§ Selected text:
━━━━━━━━━━

As I've pointed out before, Amazon's margins on S3 are enviable. You don't need to be very big to have economies of scale enough to undercut S3, as the numbers from Backblaze demonstrate. The Archive's 50TB is possibly not enough to do this if they were actually managing the data locally.

But the Archive might well employ a strategy similar to that I suggested for the Library of Congress Twitter collection. They already keep a copy on m-disk. Suppose they kept two copies on m-disk as the Library keeps two copies on tape, and regarded that as their preservation solution. Then they could use Amazon's Reduced Redundancy Storage and AWS virtual servers as their access solution. Running frequent integrity checks might take an additional small AWS instance, and any damage detected could be repaired from one of the m-disk copies.

Using the cloud for preservation is almost always a bad idea. Preservation is a base-load activity whereas the cloud is priced as a peak-load product. But the spiky nature of current access to archival collections is ideal for the cloud.

2 comments:

David. said...

Henry Newman has a post commenting on this.

Brad Jensen said...

Base-load versus peak-load doesn't make much difference when Amazon has beaten down the price so far. The bigger issues I see here are data access time and redundancy.

Does the central IT department keep all of the data in at least two widely separate (hundreds of miles) locations and keep the copy updated in near realtime?

Multiple local copies of an archive are better than nothing, but not much better.

On the other hand, cloud storage is slow storage, which shows up when you are moving lots of large files around. Scanned images and picture-based PDFs come to mind.

━━━━━━━━━━

§ Stored records:
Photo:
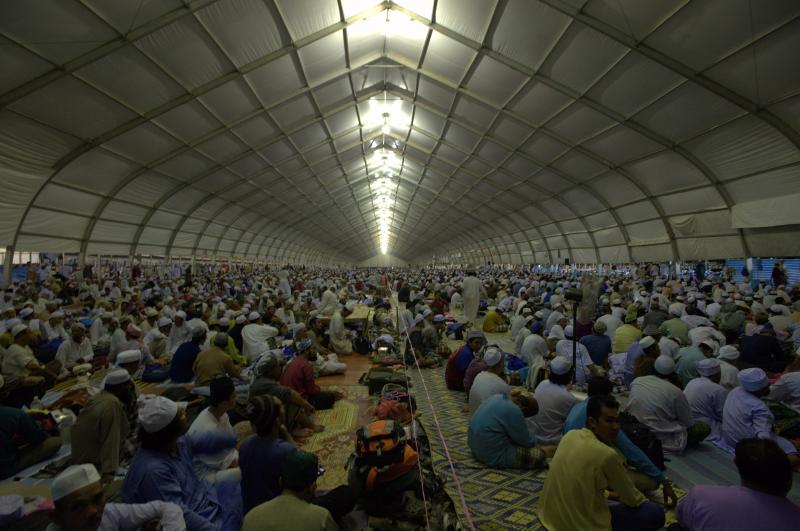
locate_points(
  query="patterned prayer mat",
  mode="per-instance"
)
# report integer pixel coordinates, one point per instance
(335, 445)
(495, 499)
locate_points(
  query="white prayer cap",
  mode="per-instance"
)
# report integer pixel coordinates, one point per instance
(155, 413)
(386, 338)
(492, 356)
(753, 379)
(728, 352)
(116, 377)
(708, 367)
(560, 365)
(73, 479)
(665, 365)
(646, 342)
(129, 356)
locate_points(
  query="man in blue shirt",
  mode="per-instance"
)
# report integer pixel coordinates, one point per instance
(646, 475)
(498, 434)
(459, 361)
(181, 369)
(162, 469)
(598, 344)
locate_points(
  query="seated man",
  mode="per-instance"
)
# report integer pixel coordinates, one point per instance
(759, 503)
(214, 361)
(299, 375)
(15, 427)
(162, 469)
(745, 415)
(298, 412)
(293, 508)
(598, 344)
(80, 505)
(76, 349)
(661, 406)
(341, 338)
(19, 362)
(787, 389)
(707, 397)
(459, 361)
(221, 466)
(181, 369)
(99, 434)
(555, 402)
(495, 322)
(584, 466)
(490, 381)
(263, 455)
(498, 434)
(643, 472)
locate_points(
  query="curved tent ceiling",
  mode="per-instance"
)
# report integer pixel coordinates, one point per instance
(514, 131)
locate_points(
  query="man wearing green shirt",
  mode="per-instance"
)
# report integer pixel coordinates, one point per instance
(584, 467)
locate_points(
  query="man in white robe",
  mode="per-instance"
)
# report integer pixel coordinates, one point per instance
(661, 406)
(471, 288)
(255, 336)
(706, 396)
(341, 338)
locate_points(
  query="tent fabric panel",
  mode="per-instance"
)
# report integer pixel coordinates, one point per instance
(111, 231)
(47, 222)
(123, 212)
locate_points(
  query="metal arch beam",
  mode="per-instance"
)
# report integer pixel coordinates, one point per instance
(679, 68)
(150, 115)
(542, 165)
(534, 129)
(787, 131)
(513, 151)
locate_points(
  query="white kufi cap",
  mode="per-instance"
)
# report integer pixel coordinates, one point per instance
(156, 413)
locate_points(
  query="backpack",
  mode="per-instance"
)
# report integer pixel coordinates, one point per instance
(362, 345)
(380, 443)
(644, 438)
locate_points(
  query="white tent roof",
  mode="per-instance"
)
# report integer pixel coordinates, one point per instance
(521, 130)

━━━━━━━━━━

§ Exercises to complete:
[a] Decide whether each statement below agrees with the cloud-storage post. Answer yes or no for each, and quote the words of the post that settle it. (i) The Archive already keeps a copy of its data on m-disk. (ii) The post holds that using the cloud for preservation is usually a sound choice. (iii) One comment judges multiple local copies of an archive to be far better than none.
[b] Retype the cloud-storage post from "David. said..." to "time and redundancy.".

§ Exercise responses:
[a]
(i) Yes: "They already keep a copy on m-disk."
(ii) No: "Using the cloud for preservation is almost always a bad idea."
(iii) No: "Multiple local copies of an archive are better than nothing, but not much better."

[b]
David. said...

Henry Newman has a post commenting on this.

Brad Jensen said...

Base-load versus peak-load doesn't make much difference when Amazon has beaten down the price so far. The bigger issues I see here are data access time and redundancy.